GithubHelp home page GithubHelp logo

Comments (6)

Dolu1990 avatar Dolu1990 commented on June 20, 2024

Hi,

Did you tired with the vanilla GenFullNoMmuMaxPerf config ?
in which test environnement did you run you version ?

from vexriscv.

piondeno avatar piondeno commented on June 20, 2024

Hi,
After removing TCM and restore cache size back to 8 KB for each I and D bus.
********************
== EXERCISES ==
A – In the thread, which configuration does Dolu1990 ask whether the other user tried?
B – Echo the thread's text, beginning at the words "Comments (6)" and stopping after "from vexriscv.".
The rows that follow are separate material and have no connection to the thread.
********************
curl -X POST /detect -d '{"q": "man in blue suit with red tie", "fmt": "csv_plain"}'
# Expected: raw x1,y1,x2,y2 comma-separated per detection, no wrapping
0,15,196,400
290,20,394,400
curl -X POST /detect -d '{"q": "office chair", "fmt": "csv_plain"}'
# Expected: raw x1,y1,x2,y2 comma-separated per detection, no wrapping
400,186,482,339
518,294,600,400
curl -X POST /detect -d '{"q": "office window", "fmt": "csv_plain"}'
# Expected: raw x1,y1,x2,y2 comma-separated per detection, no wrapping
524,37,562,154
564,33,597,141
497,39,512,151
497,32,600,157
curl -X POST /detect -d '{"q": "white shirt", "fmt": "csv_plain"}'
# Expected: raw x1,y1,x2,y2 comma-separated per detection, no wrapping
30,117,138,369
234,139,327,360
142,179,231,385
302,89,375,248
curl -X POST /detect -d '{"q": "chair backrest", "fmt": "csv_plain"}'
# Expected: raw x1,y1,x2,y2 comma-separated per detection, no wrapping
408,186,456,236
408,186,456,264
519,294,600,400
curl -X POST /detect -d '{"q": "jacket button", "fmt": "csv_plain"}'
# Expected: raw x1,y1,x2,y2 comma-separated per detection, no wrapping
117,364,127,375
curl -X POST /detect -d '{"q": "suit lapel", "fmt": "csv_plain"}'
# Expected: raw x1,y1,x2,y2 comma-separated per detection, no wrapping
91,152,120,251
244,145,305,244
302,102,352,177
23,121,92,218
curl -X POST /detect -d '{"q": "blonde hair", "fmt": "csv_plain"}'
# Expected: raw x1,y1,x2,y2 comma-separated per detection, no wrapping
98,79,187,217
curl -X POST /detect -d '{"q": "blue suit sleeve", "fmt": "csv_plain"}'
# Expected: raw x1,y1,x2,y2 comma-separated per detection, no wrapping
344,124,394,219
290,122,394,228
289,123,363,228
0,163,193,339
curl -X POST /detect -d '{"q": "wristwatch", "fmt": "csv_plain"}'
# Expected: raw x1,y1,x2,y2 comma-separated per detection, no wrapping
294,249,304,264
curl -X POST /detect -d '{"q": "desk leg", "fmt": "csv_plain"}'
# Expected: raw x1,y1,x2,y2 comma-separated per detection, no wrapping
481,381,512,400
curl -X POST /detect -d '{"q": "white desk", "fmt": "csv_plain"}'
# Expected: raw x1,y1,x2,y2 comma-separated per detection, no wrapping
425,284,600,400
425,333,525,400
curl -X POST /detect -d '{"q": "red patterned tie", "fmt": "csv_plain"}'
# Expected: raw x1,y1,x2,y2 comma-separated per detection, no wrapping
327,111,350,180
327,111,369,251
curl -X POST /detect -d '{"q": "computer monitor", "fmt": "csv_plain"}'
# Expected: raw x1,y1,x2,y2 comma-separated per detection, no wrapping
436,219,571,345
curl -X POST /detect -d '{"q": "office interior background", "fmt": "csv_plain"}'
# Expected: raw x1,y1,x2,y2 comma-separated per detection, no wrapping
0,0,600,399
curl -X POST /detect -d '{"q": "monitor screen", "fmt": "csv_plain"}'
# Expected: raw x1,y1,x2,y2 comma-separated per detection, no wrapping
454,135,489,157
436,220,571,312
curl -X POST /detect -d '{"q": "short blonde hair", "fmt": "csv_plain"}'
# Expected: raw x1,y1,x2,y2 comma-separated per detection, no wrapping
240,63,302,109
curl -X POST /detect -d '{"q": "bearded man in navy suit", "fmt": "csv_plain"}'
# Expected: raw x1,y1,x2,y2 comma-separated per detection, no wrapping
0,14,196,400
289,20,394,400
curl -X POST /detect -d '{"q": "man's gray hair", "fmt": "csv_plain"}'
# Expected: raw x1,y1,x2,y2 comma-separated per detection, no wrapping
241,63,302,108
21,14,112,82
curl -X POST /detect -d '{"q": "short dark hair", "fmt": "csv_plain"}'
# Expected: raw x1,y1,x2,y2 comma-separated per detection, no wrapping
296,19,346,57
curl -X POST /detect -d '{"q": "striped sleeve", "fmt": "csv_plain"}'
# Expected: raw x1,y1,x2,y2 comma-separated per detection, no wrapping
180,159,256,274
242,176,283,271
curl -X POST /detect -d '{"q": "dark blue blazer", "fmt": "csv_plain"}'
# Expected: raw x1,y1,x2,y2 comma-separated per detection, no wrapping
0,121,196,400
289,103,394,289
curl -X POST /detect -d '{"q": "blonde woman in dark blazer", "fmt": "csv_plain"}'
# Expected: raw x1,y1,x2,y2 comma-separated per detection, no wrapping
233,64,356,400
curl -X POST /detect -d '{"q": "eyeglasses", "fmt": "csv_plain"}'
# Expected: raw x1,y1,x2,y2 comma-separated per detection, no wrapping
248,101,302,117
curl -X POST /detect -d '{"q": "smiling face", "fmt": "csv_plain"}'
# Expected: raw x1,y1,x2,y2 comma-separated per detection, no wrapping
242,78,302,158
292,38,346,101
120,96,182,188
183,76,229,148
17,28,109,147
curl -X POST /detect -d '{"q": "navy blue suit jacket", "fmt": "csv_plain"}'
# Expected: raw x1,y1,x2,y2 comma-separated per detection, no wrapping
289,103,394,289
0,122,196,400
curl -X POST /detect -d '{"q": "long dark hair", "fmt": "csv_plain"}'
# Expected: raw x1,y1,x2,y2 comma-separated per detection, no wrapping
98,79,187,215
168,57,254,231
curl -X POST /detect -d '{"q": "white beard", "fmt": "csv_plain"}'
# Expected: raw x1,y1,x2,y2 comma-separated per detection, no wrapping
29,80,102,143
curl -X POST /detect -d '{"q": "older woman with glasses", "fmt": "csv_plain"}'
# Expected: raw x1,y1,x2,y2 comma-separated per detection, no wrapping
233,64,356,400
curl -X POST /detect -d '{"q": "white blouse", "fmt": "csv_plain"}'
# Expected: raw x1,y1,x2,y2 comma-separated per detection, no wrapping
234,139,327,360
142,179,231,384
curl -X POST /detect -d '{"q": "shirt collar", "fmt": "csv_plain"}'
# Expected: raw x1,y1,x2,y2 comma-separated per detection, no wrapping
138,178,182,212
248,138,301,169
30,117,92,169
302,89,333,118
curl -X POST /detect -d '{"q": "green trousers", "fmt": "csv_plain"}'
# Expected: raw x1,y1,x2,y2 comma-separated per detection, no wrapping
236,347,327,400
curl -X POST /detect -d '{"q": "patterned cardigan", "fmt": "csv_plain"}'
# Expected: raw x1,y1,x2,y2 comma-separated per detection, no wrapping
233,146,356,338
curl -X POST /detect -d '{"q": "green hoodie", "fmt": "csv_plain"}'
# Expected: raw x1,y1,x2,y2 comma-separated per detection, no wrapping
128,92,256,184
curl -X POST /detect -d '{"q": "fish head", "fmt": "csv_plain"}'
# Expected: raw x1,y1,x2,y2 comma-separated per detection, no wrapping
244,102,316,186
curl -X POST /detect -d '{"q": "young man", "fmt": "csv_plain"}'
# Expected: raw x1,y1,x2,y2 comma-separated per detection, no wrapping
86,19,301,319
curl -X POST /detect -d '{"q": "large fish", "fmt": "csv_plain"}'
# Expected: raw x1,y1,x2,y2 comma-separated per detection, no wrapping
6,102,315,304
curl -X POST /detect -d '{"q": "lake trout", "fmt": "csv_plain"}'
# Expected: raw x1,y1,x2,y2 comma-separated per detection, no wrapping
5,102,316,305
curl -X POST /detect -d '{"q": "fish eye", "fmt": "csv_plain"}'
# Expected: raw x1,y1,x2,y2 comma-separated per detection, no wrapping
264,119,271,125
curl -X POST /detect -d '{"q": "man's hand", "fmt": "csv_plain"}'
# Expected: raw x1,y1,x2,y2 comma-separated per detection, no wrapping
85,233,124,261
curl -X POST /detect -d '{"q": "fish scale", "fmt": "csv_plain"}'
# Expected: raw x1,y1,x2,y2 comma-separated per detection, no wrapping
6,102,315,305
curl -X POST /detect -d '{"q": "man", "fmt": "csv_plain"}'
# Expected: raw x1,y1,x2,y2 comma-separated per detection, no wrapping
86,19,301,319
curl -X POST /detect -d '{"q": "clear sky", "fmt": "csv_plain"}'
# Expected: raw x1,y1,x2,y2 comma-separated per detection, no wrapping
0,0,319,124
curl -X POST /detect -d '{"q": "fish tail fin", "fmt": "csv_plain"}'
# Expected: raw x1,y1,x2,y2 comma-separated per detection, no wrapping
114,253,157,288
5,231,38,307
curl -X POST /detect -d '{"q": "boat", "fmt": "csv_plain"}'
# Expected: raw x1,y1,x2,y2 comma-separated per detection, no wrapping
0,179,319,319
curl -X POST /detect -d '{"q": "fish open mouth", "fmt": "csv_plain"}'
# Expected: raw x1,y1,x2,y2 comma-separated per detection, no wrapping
********************
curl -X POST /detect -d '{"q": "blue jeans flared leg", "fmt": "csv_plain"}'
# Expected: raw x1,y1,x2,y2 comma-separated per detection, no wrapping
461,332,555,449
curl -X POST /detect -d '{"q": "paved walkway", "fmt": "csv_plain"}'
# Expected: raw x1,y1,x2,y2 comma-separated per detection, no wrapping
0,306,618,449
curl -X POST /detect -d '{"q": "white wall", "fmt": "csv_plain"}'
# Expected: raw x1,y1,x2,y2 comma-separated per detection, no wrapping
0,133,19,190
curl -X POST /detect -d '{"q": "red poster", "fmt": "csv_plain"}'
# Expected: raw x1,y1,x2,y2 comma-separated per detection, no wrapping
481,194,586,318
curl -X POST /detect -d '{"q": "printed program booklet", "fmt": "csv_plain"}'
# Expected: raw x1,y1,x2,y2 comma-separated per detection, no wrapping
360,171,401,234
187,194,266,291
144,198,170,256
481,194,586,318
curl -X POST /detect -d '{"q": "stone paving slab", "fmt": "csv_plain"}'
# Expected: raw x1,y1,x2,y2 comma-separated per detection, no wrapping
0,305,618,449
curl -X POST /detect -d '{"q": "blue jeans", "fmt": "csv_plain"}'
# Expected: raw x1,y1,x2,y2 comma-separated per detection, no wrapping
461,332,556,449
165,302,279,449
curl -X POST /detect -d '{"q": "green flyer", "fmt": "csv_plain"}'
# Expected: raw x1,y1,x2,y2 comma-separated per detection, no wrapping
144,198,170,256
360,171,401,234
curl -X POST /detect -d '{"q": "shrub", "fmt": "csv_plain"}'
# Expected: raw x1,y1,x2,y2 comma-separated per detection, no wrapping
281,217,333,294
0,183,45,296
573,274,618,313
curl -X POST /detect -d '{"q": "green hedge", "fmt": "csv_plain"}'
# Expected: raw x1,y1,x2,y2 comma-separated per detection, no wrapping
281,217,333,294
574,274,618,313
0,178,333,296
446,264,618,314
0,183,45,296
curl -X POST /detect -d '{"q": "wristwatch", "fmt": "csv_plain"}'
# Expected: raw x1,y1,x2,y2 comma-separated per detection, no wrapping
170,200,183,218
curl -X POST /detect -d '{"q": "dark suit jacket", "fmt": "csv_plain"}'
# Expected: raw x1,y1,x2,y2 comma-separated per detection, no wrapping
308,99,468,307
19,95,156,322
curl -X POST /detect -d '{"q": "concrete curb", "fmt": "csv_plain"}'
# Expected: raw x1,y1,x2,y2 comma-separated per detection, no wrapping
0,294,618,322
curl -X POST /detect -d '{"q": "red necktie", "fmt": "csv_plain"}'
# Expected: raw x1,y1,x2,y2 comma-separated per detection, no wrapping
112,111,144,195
********************
== ANSWERS PROVIDED ==
A – The vanilla GenFullNoMmuMaxPerf config.

B –
Comments (6)

Dolu1990 avatar Dolu1990 commented on June 20, 2024

Hi,

Did you tired with the vanilla GenFullNoMmuMaxPerf config ?
in which test environnement did you run you version ?

from vexriscv.